::: Extrait de page :::
Discours de M. Christian Paul, secrétaire d'Etat à l'outre-mer, sur la préparation de l'avant projet de loi relatif au futur statut de Mayotte, le transfert de compétence et les futures instituions de la collectivité locale, Paris le 19 octobre 2000.

Prononcé le

Intervenant(s) : 

Circonstance : Clôture des deuxièmes rencontres du comité de suivi sur l'avenir institutionnel de Mayotte, à Paris, les 18 et 19 octobre 2000

Texte intégral

Monsieur le Député,
Monsieur le Sénateur,
Monsieur le Président du conseil général,
Monsieur le Président de l'association des maires,
Monsieur le Conseiller économique et social,
Messieurs les Membres du comité de suivi,
Monsieur le Préfet,
Conformément à l'engagement que j'avais pris avec vous le 8 septembre, la deuxième réunion du comité de suivi s'est tenue à Paris les 18 et 19 octobre.
Avant de dresser un bilan d'étape, je voudrais évoquer la concertation locale qui s'est déroulée à Mayotte entre nos deux rencontres parisiennes.
:::
> [Exercice] Pouvez-vous restituer mot pour mot le passage du discours sur Mayotte qui va de « Circonstance : Clôture » jusqu'à « et 19 octobre. » ?
::: Extraits des entrées :::
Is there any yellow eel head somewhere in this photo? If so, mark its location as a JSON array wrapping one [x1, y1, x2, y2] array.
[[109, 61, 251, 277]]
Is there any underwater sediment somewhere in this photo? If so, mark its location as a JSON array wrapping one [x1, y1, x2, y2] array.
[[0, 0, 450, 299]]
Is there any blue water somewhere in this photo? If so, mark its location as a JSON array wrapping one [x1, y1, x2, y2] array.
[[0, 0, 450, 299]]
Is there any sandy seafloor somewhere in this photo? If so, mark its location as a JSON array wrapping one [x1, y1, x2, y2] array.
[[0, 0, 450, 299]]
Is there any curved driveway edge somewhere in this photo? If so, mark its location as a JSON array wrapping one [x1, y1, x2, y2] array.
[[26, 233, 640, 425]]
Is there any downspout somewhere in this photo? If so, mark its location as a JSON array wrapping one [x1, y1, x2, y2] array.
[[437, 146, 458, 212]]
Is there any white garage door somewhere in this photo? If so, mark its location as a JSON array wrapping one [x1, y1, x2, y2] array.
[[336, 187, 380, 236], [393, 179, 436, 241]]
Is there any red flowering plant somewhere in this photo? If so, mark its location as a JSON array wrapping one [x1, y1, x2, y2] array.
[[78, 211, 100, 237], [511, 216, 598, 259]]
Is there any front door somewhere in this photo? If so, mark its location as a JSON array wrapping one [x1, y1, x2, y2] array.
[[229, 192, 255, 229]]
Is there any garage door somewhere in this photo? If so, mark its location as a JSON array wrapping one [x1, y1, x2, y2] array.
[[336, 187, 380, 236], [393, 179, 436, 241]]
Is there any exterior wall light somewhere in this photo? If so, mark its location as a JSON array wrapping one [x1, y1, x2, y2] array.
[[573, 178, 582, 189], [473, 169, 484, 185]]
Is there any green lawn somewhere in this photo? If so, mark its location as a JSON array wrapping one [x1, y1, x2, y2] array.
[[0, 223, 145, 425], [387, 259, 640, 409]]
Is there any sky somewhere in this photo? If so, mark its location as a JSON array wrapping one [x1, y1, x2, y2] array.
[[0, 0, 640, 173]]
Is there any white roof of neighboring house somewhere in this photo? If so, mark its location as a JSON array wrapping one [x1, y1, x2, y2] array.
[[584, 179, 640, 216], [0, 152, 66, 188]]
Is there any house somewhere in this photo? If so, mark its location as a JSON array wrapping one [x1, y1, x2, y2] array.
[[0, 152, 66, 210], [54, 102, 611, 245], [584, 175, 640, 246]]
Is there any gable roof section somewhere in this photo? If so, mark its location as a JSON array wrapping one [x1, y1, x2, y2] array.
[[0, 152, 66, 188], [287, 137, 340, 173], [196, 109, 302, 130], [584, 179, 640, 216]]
:::
::: Extraits des entrées :::
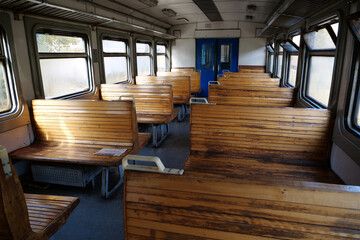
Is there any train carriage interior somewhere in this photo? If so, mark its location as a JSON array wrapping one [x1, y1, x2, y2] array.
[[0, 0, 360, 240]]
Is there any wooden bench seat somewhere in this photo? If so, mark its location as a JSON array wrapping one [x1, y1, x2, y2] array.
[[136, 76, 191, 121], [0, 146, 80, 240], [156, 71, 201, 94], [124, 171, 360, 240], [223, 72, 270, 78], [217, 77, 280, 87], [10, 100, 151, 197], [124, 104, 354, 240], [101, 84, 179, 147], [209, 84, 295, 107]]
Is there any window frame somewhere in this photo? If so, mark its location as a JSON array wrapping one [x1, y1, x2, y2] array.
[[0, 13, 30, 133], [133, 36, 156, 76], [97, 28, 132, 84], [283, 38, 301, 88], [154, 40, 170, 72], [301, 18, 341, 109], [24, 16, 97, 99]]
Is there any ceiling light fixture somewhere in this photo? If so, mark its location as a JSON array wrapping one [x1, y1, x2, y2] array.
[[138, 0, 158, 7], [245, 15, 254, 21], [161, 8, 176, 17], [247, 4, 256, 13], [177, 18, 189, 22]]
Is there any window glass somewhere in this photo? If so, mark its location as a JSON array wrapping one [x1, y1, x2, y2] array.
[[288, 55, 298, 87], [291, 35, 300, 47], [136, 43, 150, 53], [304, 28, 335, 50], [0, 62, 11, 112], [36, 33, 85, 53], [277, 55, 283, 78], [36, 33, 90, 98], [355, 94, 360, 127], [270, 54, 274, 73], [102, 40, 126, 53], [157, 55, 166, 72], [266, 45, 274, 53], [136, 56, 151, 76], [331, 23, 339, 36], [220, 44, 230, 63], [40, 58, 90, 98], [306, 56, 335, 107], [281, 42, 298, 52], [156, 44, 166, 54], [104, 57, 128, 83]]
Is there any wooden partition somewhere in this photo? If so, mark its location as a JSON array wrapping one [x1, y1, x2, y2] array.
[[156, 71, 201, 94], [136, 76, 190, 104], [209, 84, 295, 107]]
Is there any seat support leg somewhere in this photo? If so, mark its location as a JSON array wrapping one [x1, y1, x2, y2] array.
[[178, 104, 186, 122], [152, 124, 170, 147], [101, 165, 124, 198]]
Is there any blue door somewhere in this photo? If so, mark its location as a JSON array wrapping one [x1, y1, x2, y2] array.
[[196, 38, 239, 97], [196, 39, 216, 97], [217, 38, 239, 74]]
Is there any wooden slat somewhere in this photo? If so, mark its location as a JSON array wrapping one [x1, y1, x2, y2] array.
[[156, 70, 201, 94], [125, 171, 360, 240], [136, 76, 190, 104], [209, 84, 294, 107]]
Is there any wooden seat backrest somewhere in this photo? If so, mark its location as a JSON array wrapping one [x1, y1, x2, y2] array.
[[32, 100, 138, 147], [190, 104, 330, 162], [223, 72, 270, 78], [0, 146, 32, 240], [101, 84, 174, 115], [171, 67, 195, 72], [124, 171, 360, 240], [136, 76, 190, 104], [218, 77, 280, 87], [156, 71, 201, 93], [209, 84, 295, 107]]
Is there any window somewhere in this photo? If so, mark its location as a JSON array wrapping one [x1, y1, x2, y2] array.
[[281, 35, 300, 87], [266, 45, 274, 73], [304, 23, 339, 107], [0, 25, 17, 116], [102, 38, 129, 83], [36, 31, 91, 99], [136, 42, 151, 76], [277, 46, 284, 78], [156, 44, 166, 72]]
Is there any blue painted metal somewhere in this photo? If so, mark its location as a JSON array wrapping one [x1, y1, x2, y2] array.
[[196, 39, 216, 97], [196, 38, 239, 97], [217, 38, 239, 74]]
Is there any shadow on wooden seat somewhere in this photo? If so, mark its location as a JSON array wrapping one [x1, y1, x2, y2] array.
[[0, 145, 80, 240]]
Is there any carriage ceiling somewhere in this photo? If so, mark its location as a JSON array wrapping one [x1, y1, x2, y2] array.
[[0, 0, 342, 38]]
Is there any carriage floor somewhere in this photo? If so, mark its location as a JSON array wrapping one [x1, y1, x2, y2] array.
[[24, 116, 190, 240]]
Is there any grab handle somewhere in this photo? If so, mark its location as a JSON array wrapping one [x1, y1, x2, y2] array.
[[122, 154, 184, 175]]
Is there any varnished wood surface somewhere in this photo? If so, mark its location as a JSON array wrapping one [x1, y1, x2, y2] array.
:::
> [Résultat de l'exercice]
Circonstance : Clôture des deuxièmes rencontres du comité de suivi sur l'avenir institutionnel de Mayotte, à Paris, les 18 et 19 octobre 2000

Texte intégral

Monsieur le Député,
Monsieur le Sénateur,
Monsieur le Président du conseil général,
Monsieur le Président de l'association des maires,
Monsieur le Conseiller économique et social,
Messieurs les Membres du comité de suivi,
Monsieur le Préfet,
Conformément à l'engagement que j'avais pris avec vous le 8 septembre, la deuxième réunion du comité de suivi s'est tenue à Paris les 18 et 19 octobre.